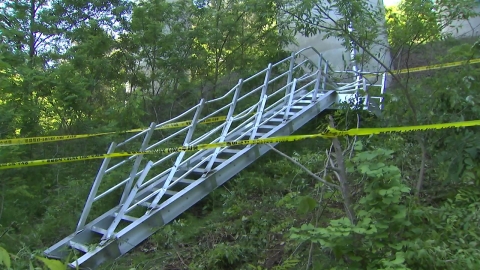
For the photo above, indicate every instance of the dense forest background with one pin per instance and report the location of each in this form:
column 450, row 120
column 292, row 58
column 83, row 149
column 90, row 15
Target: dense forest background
column 75, row 67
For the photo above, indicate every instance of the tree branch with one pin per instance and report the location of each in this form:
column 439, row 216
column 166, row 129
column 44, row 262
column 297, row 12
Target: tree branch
column 304, row 168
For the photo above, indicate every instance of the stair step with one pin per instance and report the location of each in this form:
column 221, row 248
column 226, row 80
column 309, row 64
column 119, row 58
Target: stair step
column 298, row 108
column 259, row 134
column 304, row 101
column 276, row 119
column 267, row 127
column 183, row 181
column 230, row 151
column 98, row 230
column 199, row 170
column 126, row 217
column 289, row 113
column 79, row 246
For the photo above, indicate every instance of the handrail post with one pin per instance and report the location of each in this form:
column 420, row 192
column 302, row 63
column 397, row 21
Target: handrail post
column 382, row 90
column 127, row 203
column 179, row 159
column 290, row 69
column 367, row 95
column 289, row 101
column 94, row 189
column 262, row 102
column 324, row 82
column 226, row 128
column 319, row 77
column 136, row 164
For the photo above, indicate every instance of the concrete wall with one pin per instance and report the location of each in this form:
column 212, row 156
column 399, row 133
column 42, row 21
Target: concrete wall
column 333, row 50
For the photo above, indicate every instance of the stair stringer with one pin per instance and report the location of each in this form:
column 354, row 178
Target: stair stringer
column 142, row 228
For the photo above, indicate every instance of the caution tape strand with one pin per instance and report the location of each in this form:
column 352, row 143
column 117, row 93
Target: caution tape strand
column 330, row 133
column 45, row 139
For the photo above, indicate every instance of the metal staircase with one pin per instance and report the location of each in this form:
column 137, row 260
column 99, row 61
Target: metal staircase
column 152, row 193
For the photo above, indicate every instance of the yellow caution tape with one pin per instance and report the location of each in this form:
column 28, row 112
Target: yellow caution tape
column 387, row 130
column 31, row 140
column 292, row 138
column 432, row 67
column 437, row 66
column 331, row 133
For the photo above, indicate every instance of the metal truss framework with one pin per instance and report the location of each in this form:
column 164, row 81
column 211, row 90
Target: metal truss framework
column 152, row 193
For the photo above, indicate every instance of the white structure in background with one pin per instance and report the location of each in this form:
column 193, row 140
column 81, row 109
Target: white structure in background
column 465, row 28
column 337, row 55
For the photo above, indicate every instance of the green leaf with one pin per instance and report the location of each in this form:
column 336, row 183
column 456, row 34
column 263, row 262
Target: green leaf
column 5, row 258
column 52, row 264
column 306, row 204
column 399, row 258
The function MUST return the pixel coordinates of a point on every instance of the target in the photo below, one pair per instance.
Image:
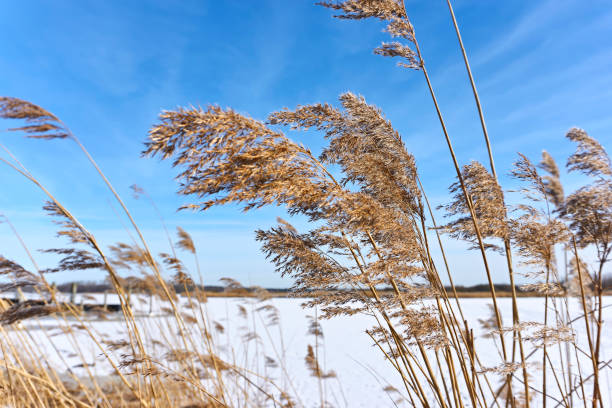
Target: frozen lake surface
(249, 336)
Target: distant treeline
(101, 287)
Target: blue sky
(108, 68)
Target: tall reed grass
(373, 227)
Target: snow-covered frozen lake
(248, 336)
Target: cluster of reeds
(372, 228)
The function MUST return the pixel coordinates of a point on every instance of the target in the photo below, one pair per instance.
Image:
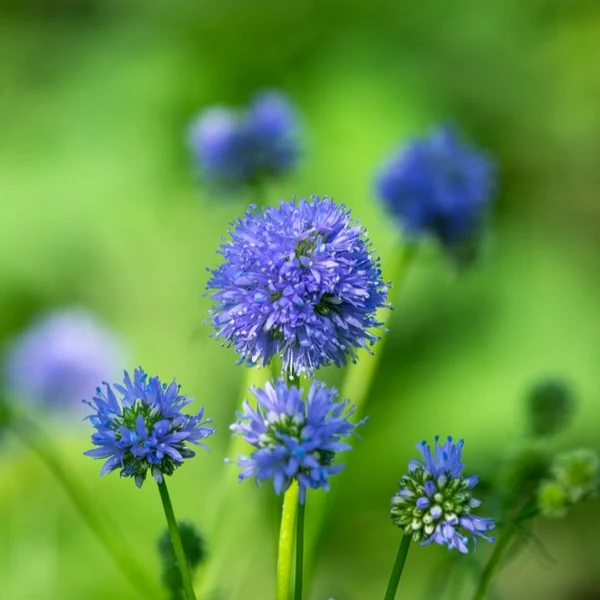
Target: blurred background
(101, 209)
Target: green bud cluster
(450, 500)
(575, 477)
(550, 408)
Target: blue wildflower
(272, 125)
(237, 148)
(438, 186)
(60, 358)
(298, 281)
(294, 438)
(146, 429)
(435, 501)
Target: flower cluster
(146, 429)
(435, 500)
(61, 357)
(238, 148)
(298, 281)
(294, 438)
(438, 186)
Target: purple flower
(60, 358)
(298, 281)
(438, 186)
(435, 500)
(145, 429)
(295, 439)
(237, 148)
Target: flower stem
(501, 548)
(358, 380)
(35, 439)
(490, 569)
(184, 568)
(390, 593)
(229, 517)
(299, 551)
(285, 553)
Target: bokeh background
(101, 208)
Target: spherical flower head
(435, 501)
(295, 438)
(438, 186)
(145, 429)
(60, 358)
(237, 148)
(273, 127)
(550, 407)
(297, 281)
(579, 472)
(221, 147)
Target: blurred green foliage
(99, 206)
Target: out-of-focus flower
(550, 407)
(194, 547)
(295, 439)
(435, 501)
(575, 477)
(146, 429)
(61, 357)
(236, 148)
(298, 281)
(438, 186)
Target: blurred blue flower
(438, 186)
(295, 438)
(146, 429)
(435, 501)
(60, 358)
(236, 148)
(298, 281)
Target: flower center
(308, 245)
(423, 502)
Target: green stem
(529, 511)
(493, 564)
(299, 550)
(34, 438)
(184, 568)
(285, 553)
(357, 383)
(390, 593)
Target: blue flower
(60, 358)
(294, 438)
(222, 148)
(298, 281)
(237, 148)
(438, 186)
(146, 429)
(435, 500)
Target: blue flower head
(60, 358)
(438, 186)
(146, 429)
(435, 500)
(237, 148)
(295, 439)
(297, 281)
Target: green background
(100, 207)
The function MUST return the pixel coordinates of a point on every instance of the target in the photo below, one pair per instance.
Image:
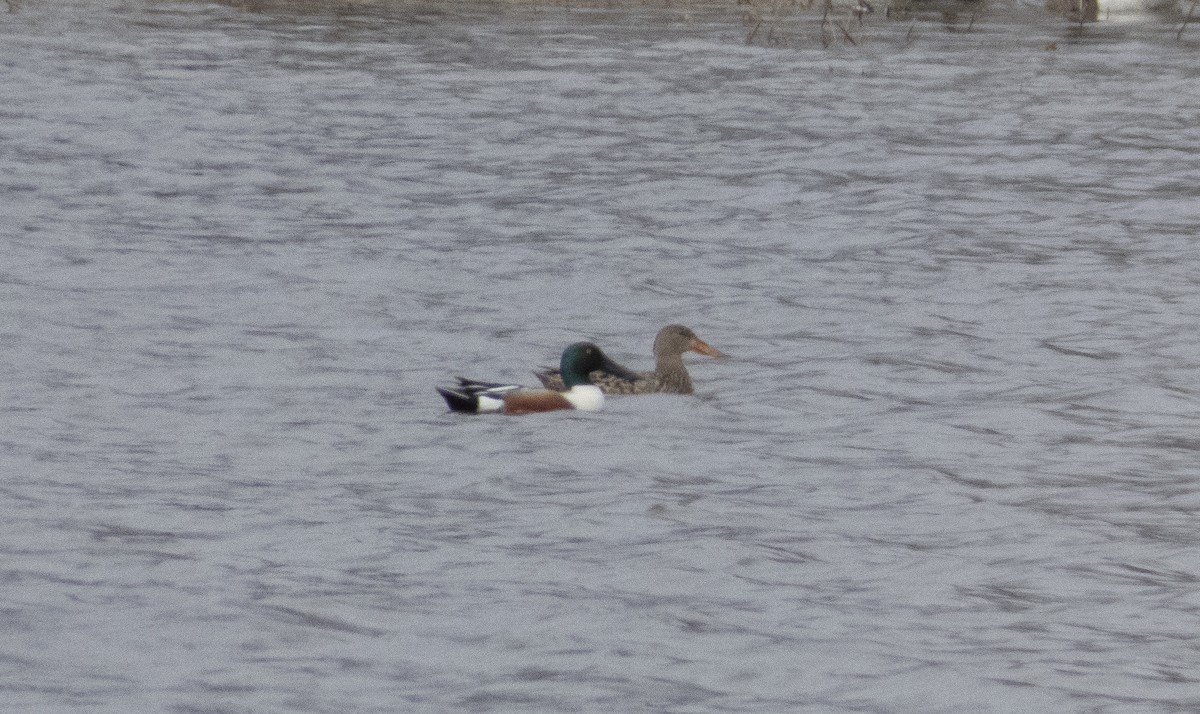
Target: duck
(576, 389)
(669, 376)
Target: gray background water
(952, 466)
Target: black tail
(459, 401)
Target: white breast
(586, 397)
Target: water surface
(949, 468)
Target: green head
(583, 358)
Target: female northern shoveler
(669, 375)
(577, 393)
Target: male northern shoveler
(669, 375)
(577, 393)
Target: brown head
(676, 340)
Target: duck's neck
(670, 371)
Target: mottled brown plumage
(669, 375)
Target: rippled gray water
(951, 468)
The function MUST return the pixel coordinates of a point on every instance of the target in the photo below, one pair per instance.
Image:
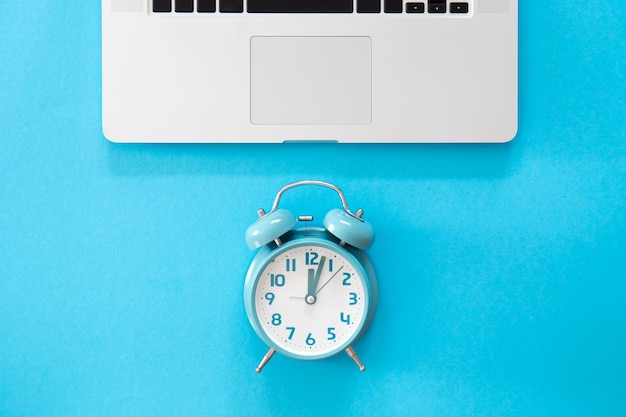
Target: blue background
(501, 267)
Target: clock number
(331, 333)
(291, 332)
(353, 298)
(277, 280)
(310, 258)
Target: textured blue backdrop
(501, 268)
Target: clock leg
(350, 351)
(265, 359)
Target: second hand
(329, 279)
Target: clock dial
(310, 300)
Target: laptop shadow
(394, 161)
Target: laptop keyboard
(310, 6)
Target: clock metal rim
(312, 238)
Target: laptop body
(261, 71)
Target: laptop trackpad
(311, 80)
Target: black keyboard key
(459, 7)
(206, 6)
(231, 6)
(368, 6)
(436, 6)
(162, 6)
(415, 7)
(184, 6)
(300, 6)
(393, 6)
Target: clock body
(301, 321)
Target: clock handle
(333, 187)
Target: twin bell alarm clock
(310, 292)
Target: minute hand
(314, 280)
(329, 279)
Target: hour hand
(313, 280)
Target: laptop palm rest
(310, 80)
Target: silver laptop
(309, 70)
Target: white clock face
(310, 300)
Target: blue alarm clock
(310, 292)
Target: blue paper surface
(501, 268)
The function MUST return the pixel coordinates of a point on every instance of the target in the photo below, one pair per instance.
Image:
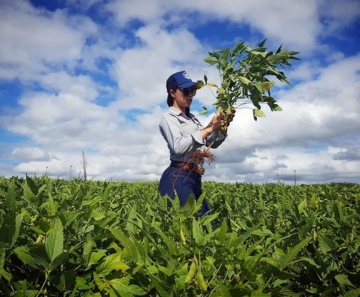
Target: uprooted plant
(245, 75)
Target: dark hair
(170, 102)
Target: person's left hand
(231, 116)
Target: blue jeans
(184, 183)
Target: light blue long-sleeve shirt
(182, 134)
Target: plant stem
(43, 285)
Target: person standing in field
(185, 135)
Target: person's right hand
(218, 121)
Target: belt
(188, 166)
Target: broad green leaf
(120, 288)
(59, 260)
(23, 254)
(286, 260)
(3, 273)
(259, 87)
(55, 240)
(198, 234)
(353, 293)
(200, 83)
(110, 263)
(223, 290)
(259, 113)
(343, 280)
(213, 85)
(10, 196)
(211, 60)
(10, 228)
(204, 111)
(325, 243)
(244, 80)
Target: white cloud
(70, 105)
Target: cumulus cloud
(97, 84)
#####
**Problem requirements:** Please copy all of the material above word for word, leaving out the pictures.

**Right answer:**
For the photo above, indicate every instance of the dense forest background with one pin per instance and report the location of each in this form:
column 450, row 120
column 292, row 58
column 83, row 149
column 90, row 15
Target: dense forest background
column 75, row 67
For the photo above, indicate every instance of the tree branch with one pin per instance and report the location of each in this form:
column 439, row 216
column 166, row 129
column 44, row 262
column 297, row 12
Target: tree branch
column 304, row 168
For the photo above, indicate every instance of the stair step with one pin per instance and report the location of each in this form:
column 221, row 248
column 226, row 80
column 309, row 64
column 119, row 58
Target: stair step
column 298, row 108
column 259, row 134
column 304, row 101
column 276, row 119
column 267, row 127
column 183, row 181
column 230, row 151
column 98, row 230
column 199, row 170
column 126, row 217
column 289, row 113
column 79, row 246
For the photo above, indicate every instance of the handrail post with one pin per instance and report the location of each in this form:
column 420, row 192
column 302, row 63
column 397, row 21
Target: handrail post
column 382, row 90
column 127, row 203
column 179, row 159
column 290, row 69
column 367, row 95
column 289, row 101
column 94, row 189
column 262, row 102
column 324, row 82
column 226, row 128
column 319, row 77
column 136, row 164
For the photo above, indicate every instance of the concrete wall with one pin per instance and report the location of each in this form:
column 212, row 156
column 399, row 133
column 42, row 21
Target: concrete wall
column 333, row 50
For the photo above, indicate every instance of the stair stringer with one pin per instance and report the location of each in this form:
column 354, row 178
Target: stair stringer
column 142, row 228
For the photo above, indicate every instance of the caution tape strand with one pin per instance and report the location of each in this form:
column 352, row 143
column 117, row 93
Target: caution tape strand
column 330, row 133
column 45, row 139
For the photo above, indicate every instance of the metal staircase with one pin per instance and report the location of each in this form:
column 137, row 260
column 99, row 61
Target: metal staircase
column 152, row 193
For the photo above, indicate every instance of the yellow caution tape with one pin per instance and report the location of each in this form:
column 28, row 112
Target: yellow caution tape
column 387, row 130
column 31, row 140
column 292, row 138
column 432, row 67
column 437, row 66
column 331, row 133
For the photo above, indicate every instance of the metal truss framework with one pin per instance and report the location of each in this form:
column 164, row 81
column 211, row 90
Target: metal truss framework
column 152, row 193
For the photo above, indicate every instance of the white structure in background with one pin per instance and report the location of each in this form:
column 193, row 140
column 81, row 109
Target: white structure in background
column 465, row 28
column 337, row 55
For the photo above, indicate every instance of the green leaf with one pin per instance and report the location of each in this form:
column 336, row 183
column 456, row 34
column 263, row 262
Target: green leaf
column 5, row 258
column 52, row 264
column 306, row 204
column 399, row 258
The function MUST return the pixel coordinates of a point on every instance of the target in the photo below, one pair per instance.
Image:
Target: frozen lake surface
(249, 336)
Target: distant treeline
(101, 287)
Target: blue sky
(108, 68)
Target: tall reed grass
(373, 227)
Target: snow-covered frozen lake
(248, 336)
Target: cluster of reeds
(372, 228)
The function MUST return the pixel coordinates of a point on every instance of the target in the photo below, one pair per instance.
Image:
Target: blurred background
(101, 209)
Target: green bud cluster
(450, 500)
(575, 477)
(550, 408)
Target: blue wildflower
(272, 125)
(237, 148)
(438, 186)
(60, 358)
(298, 281)
(294, 438)
(146, 429)
(435, 501)
Target: flower cluster
(146, 429)
(435, 500)
(61, 357)
(238, 148)
(298, 281)
(294, 438)
(438, 186)
Target: purple flower
(60, 358)
(298, 281)
(438, 186)
(435, 500)
(145, 429)
(295, 439)
(237, 148)
Target: flower stem
(501, 548)
(358, 380)
(35, 439)
(490, 569)
(184, 568)
(390, 593)
(229, 517)
(299, 551)
(285, 553)
Target: bokeh background
(101, 208)
Target: spherical flower head
(435, 501)
(295, 438)
(438, 186)
(145, 429)
(60, 358)
(237, 148)
(273, 127)
(550, 407)
(297, 281)
(579, 472)
(221, 147)
Target: blurred green foliage
(99, 206)
Target: out-of-focus flower
(550, 407)
(194, 547)
(295, 439)
(435, 501)
(575, 477)
(146, 429)
(61, 357)
(236, 148)
(298, 281)
(438, 186)
Target: blurred blue flower
(438, 186)
(295, 438)
(146, 429)
(435, 501)
(60, 358)
(236, 148)
(298, 281)
Target: flower center
(308, 245)
(423, 502)
Target: green stem
(529, 511)
(493, 564)
(299, 550)
(34, 438)
(184, 568)
(285, 553)
(357, 383)
(390, 593)
Target: blue flower
(60, 358)
(294, 438)
(222, 148)
(298, 281)
(237, 148)
(438, 186)
(146, 429)
(435, 500)
Target: blue flower head
(60, 358)
(438, 186)
(146, 429)
(435, 500)
(237, 148)
(295, 439)
(297, 281)
Target: green background
(100, 207)
The function MUST return the pixel coordinates of a point on every instance of the target in the photo below, one pair per instance.
Image:
Target: duck
(576, 389)
(669, 376)
Target: gray background water
(952, 466)
Target: black tail
(459, 401)
Target: white breast
(586, 397)
Target: water surface
(949, 468)
Target: green head
(583, 358)
Target: female northern shoveler
(669, 375)
(577, 393)
Target: male northern shoveler
(669, 375)
(577, 393)
Target: brown head
(676, 340)
Target: duck's neck
(670, 371)
Target: mottled brown plumage
(669, 375)
Target: rippled gray water
(951, 468)
The function MUST return the pixel coordinates of a point on every instance of the target in the photo below, one pair per instance.
Image:
Target: blue background
(501, 267)
Target: clock number
(331, 333)
(291, 332)
(353, 298)
(277, 280)
(310, 258)
Target: textured blue backdrop
(501, 268)
Target: clock leg
(350, 351)
(265, 359)
Target: second hand
(329, 279)
Target: clock dial
(310, 300)
Target: laptop shadow
(394, 161)
Target: laptop keyboard
(310, 6)
Target: clock metal rim
(312, 238)
Target: laptop body
(261, 71)
Target: laptop trackpad
(311, 80)
Target: black keyboard key
(459, 7)
(206, 6)
(231, 6)
(368, 6)
(436, 6)
(162, 6)
(415, 7)
(184, 6)
(300, 6)
(393, 6)
Target: clock body
(301, 321)
Target: clock handle
(333, 187)
Target: twin bell alarm clock
(310, 292)
Target: minute hand
(314, 280)
(329, 279)
Target: hour hand
(313, 280)
Target: laptop palm rest
(310, 80)
Target: silver laptop
(309, 70)
Target: white clock face
(310, 300)
Target: blue alarm clock
(310, 292)
Target: blue paper surface
(501, 268)
The function MUST return the pixel coordinates of a point on every instance of the target in the photo below, one pair per instance.
Image:
Target: uprooted plant
(245, 75)
Target: dark hair
(170, 102)
Target: person's left hand
(231, 116)
Target: blue jeans
(184, 183)
Target: light blue long-sleeve shirt
(182, 134)
Target: plant stem
(43, 285)
Target: person standing in field
(185, 135)
Target: person's right hand
(218, 121)
Target: belt
(188, 166)
Target: broad green leaf
(120, 288)
(59, 260)
(23, 254)
(286, 260)
(3, 273)
(259, 87)
(55, 240)
(198, 234)
(353, 293)
(200, 83)
(110, 263)
(223, 290)
(259, 113)
(343, 280)
(213, 85)
(10, 196)
(211, 60)
(10, 228)
(204, 111)
(325, 243)
(244, 80)
Target: white cloud
(70, 105)
Target: cumulus cloud
(97, 84)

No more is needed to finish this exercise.